*EXCERPTED TEXT*
- - - - -

This would work flawlessly in case of hypothetical CWC Russia, but they were on the "wrong" side in Germany.

batman said...

Matt,

"Lactase: The WHG individual Ibousierres-25 appears to carry the derived allele at the SNP rs4988235 that is strongly associated with lactase persistence in present-day Northern Europeans. Seems a bit WTF, esp. given paper (last year?) imputing this to an EEF background, and as no dairying in the Mesolithic, but if it somehow gave another advantage, and then was selected later for its lactase benefit."

Again - don't take any archaeological textbook theories as defining facts, unless you're able to understand AND check its line of evidence. The same goes for geneticians that accept such textbooks by default - and uncritically commutes others opinons...

The term "Hunter-Gather" is already known to be inacurate - as it's excluding any kind of domestication - as herding, horticulture and agriculture.

It's a decade ago that geneticians counted 35-40.000 years as the 'most-likely' age of the split between wolves and dogs.

Since then we've had a serie of dog-skulls ated from 36.000 to 22.000 years old - from Iberia to eastern Siberia.

This is immediately contradicting the old view of paleolithic man and his capabilities. In regard to domestication as well as other skills.

Ask any zoologist about 'taming' of wild animals and he/she can list more than ten arctic species that are FAR less difficult to domesticate, than greywolfs. On top you'll find wild goats, followed by horses and reindeer. If we still had wild cows they would probably meet the same level. Then you might turn to ducks, geese and woodhens, since they all gives food and feders. Two centuries ago they could even turn elks into 'work-horses' and bears into circus-artists.

- - - - -

Dataset entries
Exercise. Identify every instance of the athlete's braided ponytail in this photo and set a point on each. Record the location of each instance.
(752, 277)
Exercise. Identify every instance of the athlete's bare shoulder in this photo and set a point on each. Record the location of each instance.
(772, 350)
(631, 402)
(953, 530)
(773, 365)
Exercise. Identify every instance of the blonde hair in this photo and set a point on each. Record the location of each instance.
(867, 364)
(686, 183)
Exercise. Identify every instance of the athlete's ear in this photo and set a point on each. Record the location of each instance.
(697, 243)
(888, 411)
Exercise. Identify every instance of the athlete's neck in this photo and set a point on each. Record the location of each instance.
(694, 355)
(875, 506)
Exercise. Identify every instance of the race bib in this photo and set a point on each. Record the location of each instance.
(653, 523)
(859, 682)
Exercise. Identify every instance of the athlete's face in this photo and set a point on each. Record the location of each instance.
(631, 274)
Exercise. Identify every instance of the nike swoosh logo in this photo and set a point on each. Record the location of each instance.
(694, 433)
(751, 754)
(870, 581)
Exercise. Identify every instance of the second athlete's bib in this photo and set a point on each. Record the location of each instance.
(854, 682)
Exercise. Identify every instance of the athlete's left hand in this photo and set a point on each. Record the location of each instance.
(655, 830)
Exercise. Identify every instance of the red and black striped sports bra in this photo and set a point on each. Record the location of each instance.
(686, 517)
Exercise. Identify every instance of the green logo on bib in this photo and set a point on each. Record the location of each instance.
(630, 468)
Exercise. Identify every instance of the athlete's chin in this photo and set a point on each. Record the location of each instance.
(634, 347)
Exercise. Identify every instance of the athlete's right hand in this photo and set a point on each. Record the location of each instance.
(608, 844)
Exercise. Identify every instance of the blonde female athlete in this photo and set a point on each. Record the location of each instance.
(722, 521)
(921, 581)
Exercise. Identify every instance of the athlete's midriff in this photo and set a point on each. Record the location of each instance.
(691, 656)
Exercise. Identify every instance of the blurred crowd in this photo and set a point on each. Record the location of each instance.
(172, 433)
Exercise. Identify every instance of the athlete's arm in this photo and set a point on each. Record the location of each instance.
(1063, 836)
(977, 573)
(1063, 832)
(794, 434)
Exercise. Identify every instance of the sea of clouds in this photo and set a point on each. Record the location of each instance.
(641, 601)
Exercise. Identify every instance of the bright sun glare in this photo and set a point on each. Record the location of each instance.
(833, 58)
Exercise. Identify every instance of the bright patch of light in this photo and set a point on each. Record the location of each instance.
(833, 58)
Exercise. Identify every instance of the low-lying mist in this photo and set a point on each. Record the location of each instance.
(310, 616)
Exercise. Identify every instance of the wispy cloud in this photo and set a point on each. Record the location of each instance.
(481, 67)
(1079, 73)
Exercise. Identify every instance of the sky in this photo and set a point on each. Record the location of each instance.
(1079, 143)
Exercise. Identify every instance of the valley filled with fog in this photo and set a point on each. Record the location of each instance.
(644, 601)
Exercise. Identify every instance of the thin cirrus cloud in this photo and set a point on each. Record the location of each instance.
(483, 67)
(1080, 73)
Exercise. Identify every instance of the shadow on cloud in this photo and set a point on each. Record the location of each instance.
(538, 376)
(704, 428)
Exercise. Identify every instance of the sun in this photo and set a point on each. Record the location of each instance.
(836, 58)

- - - - -

*TASK BRIEF*
Reproduce the stretch of the comment on domestication from "Again - don't" through "to eastern Siberia.". These records come from a different source than the text.

*RESULT OF THIS TASK*
Again - don't take any archaeological textbook theories as defining facts, unless you're able to understand AND check its line of evidence. The same goes for geneticians that accept such textbooks by default - and uncritically commutes others opinons...

The term "Hunter-Gather" is already known to be inacurate - as it's excluding any kind of domestication - as herding, horticulture and agriculture.

It's a decade ago that geneticians counted 35-40.000 years as the 'most-likely' age of the split between wolves and dogs.

Since then we've had a serie of dog-skulls ated from 36.000 to 22.000 years old - from Iberia to eastern Siberia.